*PROBLEMS TO SOLVE:*
a – Using the article on Arizona's Sweet 16 run, answer these:
(i) How many points did Adia Barnes score against Virginia in 1998?
(ii) What was the final score of the win over Brigham Young?
(iii) How many points did Aari McDonald score in that win?
b – From the article on Arizona's Sweet 16 run, copy the stretch from "In 2021, it’s" through "few seconds left.".

## start SELECTED EXCERPT

Sweet 16 and never been missed: UArizona women break out of anonymity, advance in NCAA Tournament

The Arizona women’s basketball team celebrates after a victory over BYU that advanced the Wildcats to the Sweet 16. (Photo courtesy Arizona Athletics)

On March 15, 1998, senior Adia Barnes scored 30 points in an NCAA Tournament game against Virginia to advance Arizona to its first Sweet 16 in school history.

Twenty-three years and only five NCAA Tournament appearances later, now-Coach Barnes and her Arizona women’s basketball team is headed back to the Sweet 16 for the second time after a 52-46 victory over Brigham Young on Wednesday.

In 2021, it’s another Arizona senior that’s leading the charge in March.

“It’s always McDonald time,” Barnes said.

Guard Aari McDonald scored 17 points and led a late Arizona run to survive against 11-seed BYU and advance to the second week of the tournament. McDonald capped it off with a steal and a fastbreak layup to seal the game with only a few seconds left.

## end SELECTED EXCERPT
## start EXTRACTED DATA

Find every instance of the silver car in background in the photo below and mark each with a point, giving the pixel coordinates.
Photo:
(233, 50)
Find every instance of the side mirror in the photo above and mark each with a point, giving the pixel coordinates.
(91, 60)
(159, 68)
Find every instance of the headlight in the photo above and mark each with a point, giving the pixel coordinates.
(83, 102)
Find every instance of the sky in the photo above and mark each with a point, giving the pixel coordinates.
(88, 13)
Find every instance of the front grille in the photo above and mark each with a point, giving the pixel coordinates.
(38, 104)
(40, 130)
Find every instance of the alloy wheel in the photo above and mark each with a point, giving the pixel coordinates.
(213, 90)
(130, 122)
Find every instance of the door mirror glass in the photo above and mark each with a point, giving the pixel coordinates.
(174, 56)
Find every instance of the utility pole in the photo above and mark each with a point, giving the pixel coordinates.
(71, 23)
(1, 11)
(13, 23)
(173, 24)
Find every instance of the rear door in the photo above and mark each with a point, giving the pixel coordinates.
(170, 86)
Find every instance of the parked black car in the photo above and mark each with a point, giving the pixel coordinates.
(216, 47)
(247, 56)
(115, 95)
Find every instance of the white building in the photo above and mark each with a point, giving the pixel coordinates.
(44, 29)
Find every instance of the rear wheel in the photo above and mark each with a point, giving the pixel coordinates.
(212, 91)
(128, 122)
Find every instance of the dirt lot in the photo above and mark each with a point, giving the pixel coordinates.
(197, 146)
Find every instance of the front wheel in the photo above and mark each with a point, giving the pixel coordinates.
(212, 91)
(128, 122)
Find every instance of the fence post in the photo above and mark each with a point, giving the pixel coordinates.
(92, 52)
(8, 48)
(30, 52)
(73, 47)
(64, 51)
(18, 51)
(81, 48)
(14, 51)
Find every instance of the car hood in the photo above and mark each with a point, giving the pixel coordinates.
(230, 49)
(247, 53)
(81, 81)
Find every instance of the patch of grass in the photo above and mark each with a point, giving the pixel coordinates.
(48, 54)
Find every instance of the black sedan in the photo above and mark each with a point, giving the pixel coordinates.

## end EXTRACTED DATA

*SOLUTIONS BELOW:*
a –
(i) 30
(ii) 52-46
(iii) 17

b –
In 2021, it’s another Arizona senior that’s leading the charge in March.

“It’s always McDonald time,” Barnes said.

Guard Aari McDonald scored 17 points and led a late Arizona run to survive against 11-seed BYU and advance to the second week of the tournament. McDonald capped it off with a steal and a fastbreak layup to seal the game with only a few seconds left.